Problem to solve: Retype each line below without a single alteration.

Records to process:
[Start of section]

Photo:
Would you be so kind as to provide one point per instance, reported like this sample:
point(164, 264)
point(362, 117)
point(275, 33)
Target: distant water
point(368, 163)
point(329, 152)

[End of section]

Solution to this exercise:
Photo:
Would you be so kind as to provide one point per instance, reported like this sample:
point(164, 264)
point(362, 117)
point(275, 33)
Target: distant water
point(368, 163)
point(329, 152)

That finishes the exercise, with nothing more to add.